**PASSAGE TO READ:**
This is Part 4 of a 5-part series on shark fishing with flies in Southern California. This post covers tackle and rigging.
In Part 1, we introduced Capts. Dave Trimble and Conway Bowman, two of the best shark-on-fly guys in Southern California. We also covered getting started and where to fish. Part 2, discussed setting up your chum slick, and Part 3 covered the mechanics of catching and releasing a shark.
We decided to wait until the end of the series to discuss tackle, because it’s more important to understand the techniques first. Tackle and rigging derive from technique, so they make more sense once you understand how it’s done.
The starting point
If you have a 10 wt – 12 wt rod, go ahead and use it for shark fishing. In Southern California, this will also be your “go-to” rod for small tuna, medium yellowtail, and most sizes of mahi-mahi. Rods in this size range will do a good job on small to medium size sharks, as long as you’re careful not to high-stick the rod, and have a reel with a good drag.
If you decide that you want to go after larger sharks, a 13 -14 wt rod with a foregrip is a good choice. It will have enough lifting power to handle fish up to 150 lbs, and can withstand the stress of heavy tippets. A side benefit is that it makes a good heavy-duty offshore stick for medium-sized tuna and bigger yellowtail.
These rods are slightly shorter (roughly 8′ 6″) and are often built with composite butt sections. The mix of fiberglass and graphite enhances lifting power and makes the rod harder to break.
Guides are a bit larger in diameter, and snake guides may be replaced by conventional ring guides. Ring guides reduce stress on fly line coatings under heavy drag. Some rods also have gimbal butts for use with fighting belts.
These types of rods are fish-fighting tools first. Casting is secondary, since long casts are usually not required when shark fishing.
Popular brands and product lines include: the Temple Fork Outfitter’s Bluewater Series, the Sage Salt HD Series, and the Scott Sector Series.
Big Boy rod choices
For fish over 150 lbs, Capt. Bowman recommends a 15 – 17 wt rod. Conway prefers a custom-built rod based on a conventional rod blank, but the TFO Bluewater HD, Sage Salt HD 16 wt, and the Scott Sector 15 wt also fit into this category.
Rods like this are usually the tool of choice for fly fishermen chasing billfish and tuna. If you invest in this type of stick, it won’t get a lot of use in the Southern California Bight, except for large sharks and possibly the bigger bluefin tuna. Remember that if you book a trip with a shark fly-fishing guide, he’ll likely have this type of tackle available for you to use.

**LISTING:**
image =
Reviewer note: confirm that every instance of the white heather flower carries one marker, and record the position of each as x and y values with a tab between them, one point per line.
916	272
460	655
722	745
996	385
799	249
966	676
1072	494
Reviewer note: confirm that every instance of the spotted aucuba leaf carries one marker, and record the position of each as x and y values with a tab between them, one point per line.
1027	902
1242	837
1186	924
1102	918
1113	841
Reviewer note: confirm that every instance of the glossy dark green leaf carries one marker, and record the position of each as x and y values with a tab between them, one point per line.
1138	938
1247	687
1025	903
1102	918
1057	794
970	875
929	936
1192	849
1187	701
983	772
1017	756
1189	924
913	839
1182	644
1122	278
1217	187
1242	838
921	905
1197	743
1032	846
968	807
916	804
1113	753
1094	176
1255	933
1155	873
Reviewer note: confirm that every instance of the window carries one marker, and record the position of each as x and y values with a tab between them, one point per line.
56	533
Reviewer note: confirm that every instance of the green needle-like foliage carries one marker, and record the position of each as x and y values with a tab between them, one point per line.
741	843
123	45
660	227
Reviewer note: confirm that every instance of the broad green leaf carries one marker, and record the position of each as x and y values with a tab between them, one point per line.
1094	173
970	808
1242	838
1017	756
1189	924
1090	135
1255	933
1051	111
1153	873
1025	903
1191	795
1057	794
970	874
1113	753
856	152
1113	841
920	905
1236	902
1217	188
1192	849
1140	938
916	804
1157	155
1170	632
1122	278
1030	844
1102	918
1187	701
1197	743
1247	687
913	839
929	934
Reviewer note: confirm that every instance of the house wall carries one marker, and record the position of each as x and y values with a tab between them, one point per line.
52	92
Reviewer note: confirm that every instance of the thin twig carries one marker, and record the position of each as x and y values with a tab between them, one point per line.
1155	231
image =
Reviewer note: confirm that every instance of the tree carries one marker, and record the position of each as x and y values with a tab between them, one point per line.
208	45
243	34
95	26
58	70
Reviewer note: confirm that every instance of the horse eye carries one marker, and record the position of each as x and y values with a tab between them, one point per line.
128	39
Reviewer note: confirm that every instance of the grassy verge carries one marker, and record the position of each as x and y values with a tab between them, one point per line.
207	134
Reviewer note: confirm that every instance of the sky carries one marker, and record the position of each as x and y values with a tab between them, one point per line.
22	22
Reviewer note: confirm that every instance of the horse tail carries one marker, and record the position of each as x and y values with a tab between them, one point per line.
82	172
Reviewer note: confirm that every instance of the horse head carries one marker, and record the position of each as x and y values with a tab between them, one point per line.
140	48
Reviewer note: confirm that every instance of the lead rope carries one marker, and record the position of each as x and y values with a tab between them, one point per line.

**EXERCISE PROMPT:**
Duplicate, word for word, the portion of the shark-fishing tackle article that runs from "These rods are" to "Scott Sector Series.".

**RESULT BELOW:**
These rods are slightly shorter (roughly 8′ 6″) and are often built with composite butt sections. The mix of fiberglass and graphite enhances lifting power and makes the rod harder to break.
Guides are a bit larger in diameter, and snake guides may be replaced by conventional ring guides. Ring guides reduce stress on fly line coatings under heavy drag. Some rods also have gimbal butts for use with fighting belts.
These types of rods are fish-fighting tools first. Casting is secondary, since long casts are usually not required when shark fishing.
Popular brands and product lines include: the Temple Fork Outfitter’s Bluewater Series, the Sage Salt HD Series, and the Scott Sector Series.